**PROBLEM DETAILS**
In the profile of the fencer Iulian Teodosiu, which local club's coaches gave the presentation at his school that introduced him to fencing?

**SOURCE PASSAGE**
╭──

Personal information
- Nicknames: Iuli, Teo
- Nationality: Romanian
- Born: 30 September 1994 (age 31) Slobozia, Ialomița County
- Home town: Bucharest

Fencing career
- Sport: Fencing
- Weapon: Sabre
- Hand: right-handed
- National coach: Mihai Covaliu
- Club: CS Dinamo București
- FIE ranking: current ranking

Medal record
Men's sabre
Representing Romania
World Championships
| Silver medal – second place | 2013 Budapest | Team |
| Bronze medal – third place | 2016 Rio de Janeiro | Team |
| Bronze medal – third place | 2022 Cairo | Individual |
European Games
| Silver medal – second place | 2015 Baku | Team |
European Championships
| Bronze medal – third place | 2016 Toruń | Team |

= Iulian Teodosiu =

Romanian fencer (born 1994)

Iulian Teodosiu (born 30 September 1994) is a Romanian sabre fencer, winning a team silver medal in the 2013 World Fencing Championships.

==Career==
Teodosiu took up fencing at the age of 9 after coaches from his local club, CSS Slobozia, came at his school to do a presentation. He describes this first contact as "love at first sight". Teodosiu practiced sabre along with future teammate Alin Badea under coaches Marin Mihăiță and Marius Pușcașu.

Teodosiu joined the national team at the age of 18, after the 2012 Summer Olympics, when three of its four members retired from sport. His first competition with the team was the Madrid World Cup, where Romania earned a bronze medal. Mădălin Bucur was selected in his place for the 2013 European Fencing Championships in Zagreb, but head coach Mihai Covaliu called him back as reserve for the World Championships in Budapest. In the individual event, he was eliminated in the table of 64 by Valery Pryiemka of Belarus. In the team event, Romania defeated Australia, then Poland, and hosts Hungary to meet Belarus in the semi-final. Teodosiu entered the piste on 30-24 for Belarus and defeated Aliaksei Likhacheuski 11–4 to give his team the lead. Romania finally prevailed 45–44. In the final against Russia, Teodosiu lost 5–7 his first relay against Nikolay Kovalev, as well his second, with 4–6 against newly crowned World champion Veniamin Reshetnikov. Romania were defeated 45–38 and took the silver medal.

╰──

**PROVIDED DATA**
╭──

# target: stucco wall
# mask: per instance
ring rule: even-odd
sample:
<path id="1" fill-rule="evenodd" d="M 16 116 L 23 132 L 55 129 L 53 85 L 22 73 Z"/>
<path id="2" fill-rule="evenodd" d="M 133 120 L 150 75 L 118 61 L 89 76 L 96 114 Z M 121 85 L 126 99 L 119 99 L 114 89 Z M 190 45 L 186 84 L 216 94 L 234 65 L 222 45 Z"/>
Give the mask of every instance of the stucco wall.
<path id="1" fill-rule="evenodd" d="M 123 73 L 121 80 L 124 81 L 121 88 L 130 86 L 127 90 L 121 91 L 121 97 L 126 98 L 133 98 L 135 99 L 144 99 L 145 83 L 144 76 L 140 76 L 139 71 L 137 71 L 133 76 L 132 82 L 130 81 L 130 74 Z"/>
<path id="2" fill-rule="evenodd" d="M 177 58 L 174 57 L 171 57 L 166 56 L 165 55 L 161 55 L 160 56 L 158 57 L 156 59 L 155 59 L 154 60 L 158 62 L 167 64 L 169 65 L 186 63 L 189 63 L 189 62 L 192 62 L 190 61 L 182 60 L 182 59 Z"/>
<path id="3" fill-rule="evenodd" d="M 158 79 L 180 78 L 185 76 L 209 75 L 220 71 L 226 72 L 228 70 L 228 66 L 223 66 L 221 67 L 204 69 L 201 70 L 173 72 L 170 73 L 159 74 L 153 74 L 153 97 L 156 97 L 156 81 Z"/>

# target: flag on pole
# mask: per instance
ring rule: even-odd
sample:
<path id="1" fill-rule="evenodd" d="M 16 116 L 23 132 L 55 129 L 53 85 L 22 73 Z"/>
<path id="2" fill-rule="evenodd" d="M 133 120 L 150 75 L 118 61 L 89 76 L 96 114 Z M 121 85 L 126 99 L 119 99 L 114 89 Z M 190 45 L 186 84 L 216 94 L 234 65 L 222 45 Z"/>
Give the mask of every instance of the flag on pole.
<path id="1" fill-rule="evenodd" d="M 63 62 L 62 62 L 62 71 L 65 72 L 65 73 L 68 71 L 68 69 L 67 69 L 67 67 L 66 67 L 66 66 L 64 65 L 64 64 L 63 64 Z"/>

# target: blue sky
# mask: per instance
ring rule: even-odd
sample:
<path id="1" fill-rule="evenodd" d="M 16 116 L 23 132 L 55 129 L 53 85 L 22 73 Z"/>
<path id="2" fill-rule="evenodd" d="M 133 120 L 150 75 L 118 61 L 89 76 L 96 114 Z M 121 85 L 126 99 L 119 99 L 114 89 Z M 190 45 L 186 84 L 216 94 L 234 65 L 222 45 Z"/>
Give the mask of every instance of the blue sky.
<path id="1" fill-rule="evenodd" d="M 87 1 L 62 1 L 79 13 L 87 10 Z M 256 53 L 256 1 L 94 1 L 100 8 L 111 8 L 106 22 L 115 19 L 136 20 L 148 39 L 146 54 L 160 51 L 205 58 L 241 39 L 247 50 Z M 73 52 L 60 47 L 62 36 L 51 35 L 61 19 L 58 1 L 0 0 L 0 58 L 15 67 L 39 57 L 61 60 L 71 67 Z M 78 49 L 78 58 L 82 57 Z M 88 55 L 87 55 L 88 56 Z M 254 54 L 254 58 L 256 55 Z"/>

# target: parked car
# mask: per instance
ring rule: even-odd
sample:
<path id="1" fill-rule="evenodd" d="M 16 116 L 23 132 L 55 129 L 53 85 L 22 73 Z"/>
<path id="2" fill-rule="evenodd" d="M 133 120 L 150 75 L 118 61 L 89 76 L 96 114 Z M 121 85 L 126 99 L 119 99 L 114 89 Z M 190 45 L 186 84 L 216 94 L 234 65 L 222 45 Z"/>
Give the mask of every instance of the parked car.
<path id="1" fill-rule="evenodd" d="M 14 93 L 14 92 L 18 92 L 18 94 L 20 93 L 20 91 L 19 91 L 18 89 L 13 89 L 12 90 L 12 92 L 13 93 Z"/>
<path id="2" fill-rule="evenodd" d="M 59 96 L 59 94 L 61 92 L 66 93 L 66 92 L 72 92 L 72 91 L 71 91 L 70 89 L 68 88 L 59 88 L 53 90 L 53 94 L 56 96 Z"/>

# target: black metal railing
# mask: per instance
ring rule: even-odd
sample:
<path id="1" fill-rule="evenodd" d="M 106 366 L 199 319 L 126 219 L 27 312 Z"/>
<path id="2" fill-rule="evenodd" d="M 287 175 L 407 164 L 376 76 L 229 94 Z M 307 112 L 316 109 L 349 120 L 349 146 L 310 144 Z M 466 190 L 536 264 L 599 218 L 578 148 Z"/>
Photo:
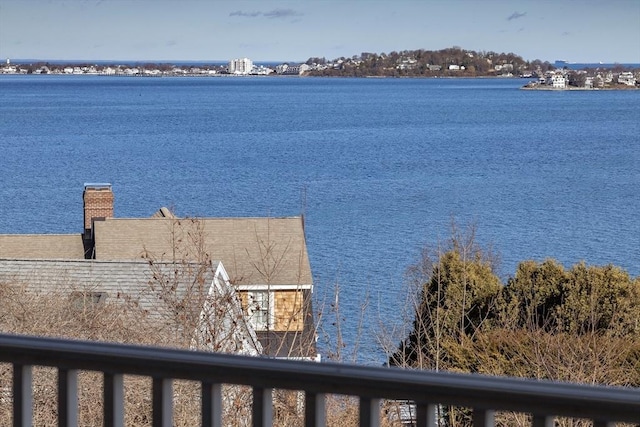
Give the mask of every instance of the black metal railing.
<path id="1" fill-rule="evenodd" d="M 303 391 L 307 426 L 325 425 L 325 396 L 360 399 L 360 425 L 380 424 L 380 402 L 415 402 L 419 426 L 436 426 L 439 405 L 472 408 L 474 426 L 494 425 L 495 411 L 532 415 L 533 426 L 557 416 L 591 419 L 595 427 L 640 423 L 640 390 L 550 381 L 311 363 L 189 350 L 0 334 L 0 362 L 13 365 L 14 426 L 32 425 L 32 367 L 58 369 L 59 425 L 77 425 L 78 371 L 104 375 L 104 424 L 124 425 L 123 375 L 152 378 L 154 426 L 171 426 L 173 380 L 202 385 L 202 425 L 221 426 L 221 384 L 253 388 L 254 426 L 273 423 L 272 390 Z"/>

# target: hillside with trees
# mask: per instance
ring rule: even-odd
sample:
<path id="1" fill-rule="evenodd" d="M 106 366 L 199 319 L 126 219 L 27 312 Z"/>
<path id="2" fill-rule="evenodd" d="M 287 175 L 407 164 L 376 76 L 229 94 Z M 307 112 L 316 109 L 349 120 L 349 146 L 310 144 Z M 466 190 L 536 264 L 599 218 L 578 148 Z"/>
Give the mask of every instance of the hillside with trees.
<path id="1" fill-rule="evenodd" d="M 310 76 L 341 77 L 480 77 L 531 76 L 555 67 L 540 60 L 525 61 L 515 53 L 476 52 L 460 47 L 436 51 L 363 52 L 351 58 L 309 58 Z"/>

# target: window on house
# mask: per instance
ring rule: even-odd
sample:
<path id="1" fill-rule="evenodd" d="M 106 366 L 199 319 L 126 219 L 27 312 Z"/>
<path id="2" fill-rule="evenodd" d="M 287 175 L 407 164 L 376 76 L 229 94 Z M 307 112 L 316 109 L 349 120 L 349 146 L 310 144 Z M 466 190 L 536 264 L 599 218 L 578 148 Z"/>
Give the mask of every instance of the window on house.
<path id="1" fill-rule="evenodd" d="M 266 331 L 270 327 L 271 298 L 266 291 L 247 292 L 247 317 L 256 331 Z"/>

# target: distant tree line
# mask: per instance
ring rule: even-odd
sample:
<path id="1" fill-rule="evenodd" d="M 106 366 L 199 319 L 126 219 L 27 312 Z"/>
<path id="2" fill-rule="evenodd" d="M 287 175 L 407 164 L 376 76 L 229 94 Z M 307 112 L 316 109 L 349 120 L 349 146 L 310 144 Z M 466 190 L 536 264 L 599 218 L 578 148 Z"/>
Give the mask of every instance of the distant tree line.
<path id="1" fill-rule="evenodd" d="M 528 75 L 555 69 L 549 62 L 525 61 L 514 53 L 471 51 L 460 47 L 441 50 L 403 50 L 386 53 L 363 52 L 351 58 L 309 58 L 314 66 L 308 75 L 349 77 L 478 77 L 511 74 Z M 331 66 L 326 66 L 330 64 Z"/>

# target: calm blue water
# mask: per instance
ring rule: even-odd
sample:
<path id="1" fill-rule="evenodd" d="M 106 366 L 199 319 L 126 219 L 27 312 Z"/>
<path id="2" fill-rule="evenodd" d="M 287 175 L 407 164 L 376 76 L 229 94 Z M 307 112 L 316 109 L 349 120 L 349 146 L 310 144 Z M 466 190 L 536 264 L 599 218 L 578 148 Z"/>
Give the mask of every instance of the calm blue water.
<path id="1" fill-rule="evenodd" d="M 120 217 L 304 211 L 317 308 L 337 284 L 346 351 L 378 362 L 452 217 L 505 278 L 546 257 L 640 274 L 640 92 L 523 83 L 0 76 L 0 233 L 80 232 L 84 182 Z"/>

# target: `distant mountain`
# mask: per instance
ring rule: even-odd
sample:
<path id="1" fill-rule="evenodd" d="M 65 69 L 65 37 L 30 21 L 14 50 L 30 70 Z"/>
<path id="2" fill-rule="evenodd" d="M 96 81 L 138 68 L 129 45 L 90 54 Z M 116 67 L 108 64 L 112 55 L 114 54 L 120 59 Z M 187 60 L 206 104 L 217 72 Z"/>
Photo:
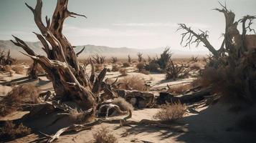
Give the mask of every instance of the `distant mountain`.
<path id="1" fill-rule="evenodd" d="M 39 54 L 44 54 L 44 51 L 42 49 L 42 45 L 41 42 L 31 42 L 26 41 L 26 43 L 31 47 L 35 53 Z M 83 47 L 85 47 L 83 52 L 80 55 L 80 58 L 85 58 L 88 56 L 89 55 L 93 54 L 98 54 L 101 55 L 104 55 L 106 56 L 117 56 L 119 58 L 123 57 L 127 58 L 127 56 L 130 54 L 132 57 L 136 57 L 138 52 L 141 52 L 143 54 L 144 57 L 149 56 L 156 56 L 156 54 L 161 54 L 163 50 L 163 48 L 156 48 L 156 49 L 132 49 L 132 48 L 126 48 L 126 47 L 109 47 L 105 46 L 95 46 L 95 45 L 81 45 L 77 46 L 75 48 L 75 51 L 78 52 Z M 5 51 L 8 51 L 11 49 L 11 56 L 14 58 L 18 59 L 27 59 L 28 57 L 21 54 L 19 51 L 24 51 L 24 50 L 19 46 L 13 44 L 10 41 L 4 41 L 0 40 L 0 49 L 3 49 Z M 199 51 L 184 51 L 181 50 L 171 49 L 171 51 L 174 54 L 173 57 L 184 57 L 184 56 L 191 56 L 192 55 L 204 55 L 205 52 L 199 52 Z"/>

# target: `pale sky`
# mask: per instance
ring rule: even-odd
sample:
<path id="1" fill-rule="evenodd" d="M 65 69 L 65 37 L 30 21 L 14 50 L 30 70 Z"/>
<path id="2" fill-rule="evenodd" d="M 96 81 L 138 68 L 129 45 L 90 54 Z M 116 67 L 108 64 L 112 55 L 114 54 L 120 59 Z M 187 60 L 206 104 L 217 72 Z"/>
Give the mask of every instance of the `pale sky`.
<path id="1" fill-rule="evenodd" d="M 32 31 L 39 31 L 24 2 L 34 7 L 36 0 L 0 1 L 0 39 L 10 39 L 14 34 L 24 41 L 38 41 Z M 43 0 L 43 20 L 45 15 L 52 16 L 56 2 Z M 256 0 L 226 3 L 237 19 L 256 15 Z M 182 49 L 181 32 L 176 30 L 178 23 L 185 23 L 196 31 L 209 31 L 209 41 L 219 47 L 224 18 L 212 10 L 216 7 L 220 7 L 217 0 L 70 0 L 69 10 L 85 14 L 87 19 L 68 18 L 63 33 L 72 45 Z M 204 49 L 191 46 L 187 50 Z"/>

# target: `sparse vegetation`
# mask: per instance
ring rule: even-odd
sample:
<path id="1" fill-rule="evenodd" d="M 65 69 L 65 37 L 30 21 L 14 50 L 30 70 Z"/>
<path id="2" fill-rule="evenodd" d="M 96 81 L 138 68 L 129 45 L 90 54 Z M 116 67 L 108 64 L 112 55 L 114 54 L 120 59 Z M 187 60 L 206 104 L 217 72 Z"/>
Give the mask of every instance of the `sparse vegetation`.
<path id="1" fill-rule="evenodd" d="M 146 91 L 145 81 L 138 76 L 128 76 L 120 79 L 120 89 Z"/>
<path id="2" fill-rule="evenodd" d="M 127 76 L 127 69 L 125 68 L 122 68 L 120 69 L 119 69 L 119 72 L 120 74 L 121 74 L 121 76 Z"/>
<path id="3" fill-rule="evenodd" d="M 23 74 L 24 73 L 24 69 L 22 66 L 19 65 L 16 65 L 13 67 L 11 67 L 11 69 L 16 72 L 16 74 Z"/>
<path id="4" fill-rule="evenodd" d="M 118 58 L 117 58 L 117 57 L 112 56 L 112 57 L 111 57 L 110 62 L 111 62 L 112 64 L 115 64 L 116 62 L 118 62 Z"/>
<path id="5" fill-rule="evenodd" d="M 124 62 L 123 63 L 123 67 L 130 67 L 131 64 L 129 62 Z"/>
<path id="6" fill-rule="evenodd" d="M 142 71 L 142 69 L 145 69 L 145 63 L 144 62 L 139 62 L 137 66 L 137 69 L 138 69 L 138 72 Z"/>
<path id="7" fill-rule="evenodd" d="M 143 61 L 143 58 L 142 57 L 142 55 L 143 55 L 142 53 L 140 52 L 137 54 L 138 62 L 142 62 Z"/>
<path id="8" fill-rule="evenodd" d="M 123 111 L 133 110 L 133 107 L 130 103 L 127 102 L 125 99 L 122 97 L 115 98 L 112 104 L 118 105 Z"/>
<path id="9" fill-rule="evenodd" d="M 11 121 L 6 121 L 4 125 L 0 127 L 0 138 L 1 141 L 10 141 L 27 136 L 31 132 L 32 130 L 22 123 L 15 125 Z"/>
<path id="10" fill-rule="evenodd" d="M 112 72 L 118 72 L 121 67 L 118 64 L 112 65 Z"/>
<path id="11" fill-rule="evenodd" d="M 107 127 L 101 127 L 95 129 L 93 138 L 95 143 L 117 143 L 118 139 Z"/>
<path id="12" fill-rule="evenodd" d="M 186 105 L 180 102 L 162 105 L 153 118 L 163 122 L 172 122 L 183 117 L 186 113 Z"/>
<path id="13" fill-rule="evenodd" d="M 32 84 L 24 84 L 14 87 L 0 101 L 0 116 L 6 116 L 20 109 L 21 104 L 39 103 L 39 90 Z"/>

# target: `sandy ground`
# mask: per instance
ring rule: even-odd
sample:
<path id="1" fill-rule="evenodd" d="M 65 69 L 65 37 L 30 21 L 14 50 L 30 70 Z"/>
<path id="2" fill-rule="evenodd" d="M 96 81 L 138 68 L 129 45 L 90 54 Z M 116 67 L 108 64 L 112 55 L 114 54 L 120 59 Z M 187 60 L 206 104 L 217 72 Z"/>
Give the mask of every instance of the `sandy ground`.
<path id="1" fill-rule="evenodd" d="M 146 81 L 150 82 L 153 88 L 166 88 L 169 85 L 175 85 L 191 82 L 194 78 L 189 78 L 177 81 L 164 80 L 163 74 L 153 74 L 146 75 L 133 72 L 134 69 L 128 69 L 128 76 L 138 75 Z M 8 77 L 5 74 L 0 74 L 0 79 L 4 81 L 11 81 L 14 79 L 25 77 L 24 74 L 14 74 Z M 107 78 L 115 79 L 120 77 L 119 72 L 108 72 Z M 51 82 L 46 77 L 40 77 L 39 80 L 24 81 L 35 84 L 42 91 L 53 92 Z M 11 88 L 8 86 L 0 86 L 0 95 L 4 96 Z M 93 132 L 101 126 L 106 126 L 113 131 L 119 142 L 254 142 L 256 140 L 256 133 L 244 132 L 237 130 L 234 127 L 235 121 L 245 113 L 234 113 L 229 110 L 229 105 L 217 104 L 210 107 L 199 107 L 196 109 L 197 114 L 187 113 L 186 116 L 178 121 L 174 125 L 181 126 L 187 129 L 186 133 L 176 132 L 165 128 L 158 128 L 150 126 L 130 126 L 120 127 L 119 124 L 104 123 L 94 127 L 93 130 L 85 130 L 78 133 L 65 134 L 56 142 L 92 142 Z M 158 109 L 144 109 L 133 112 L 131 120 L 140 121 L 143 119 L 153 119 L 153 116 Z M 253 110 L 255 111 L 255 110 Z M 7 117 L 1 117 L 0 120 L 16 119 L 21 118 L 26 112 L 16 112 Z M 48 117 L 35 120 L 33 124 L 38 126 L 41 123 L 47 122 Z M 45 123 L 46 124 L 46 123 Z M 61 125 L 61 124 L 60 124 Z M 44 127 L 41 127 L 43 129 Z M 56 129 L 56 127 L 53 127 Z M 44 129 L 50 130 L 50 127 Z M 37 142 L 41 134 L 36 132 L 27 137 L 17 139 L 10 142 Z M 0 139 L 1 140 L 1 139 Z"/>

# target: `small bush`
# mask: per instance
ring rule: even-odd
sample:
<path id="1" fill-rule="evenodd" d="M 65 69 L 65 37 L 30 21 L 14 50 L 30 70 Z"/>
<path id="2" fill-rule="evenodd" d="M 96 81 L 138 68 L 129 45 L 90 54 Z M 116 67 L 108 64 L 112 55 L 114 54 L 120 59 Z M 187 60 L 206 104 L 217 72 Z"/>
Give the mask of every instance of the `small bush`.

╰──

**TASK OUTPUT**
CSS Slobozia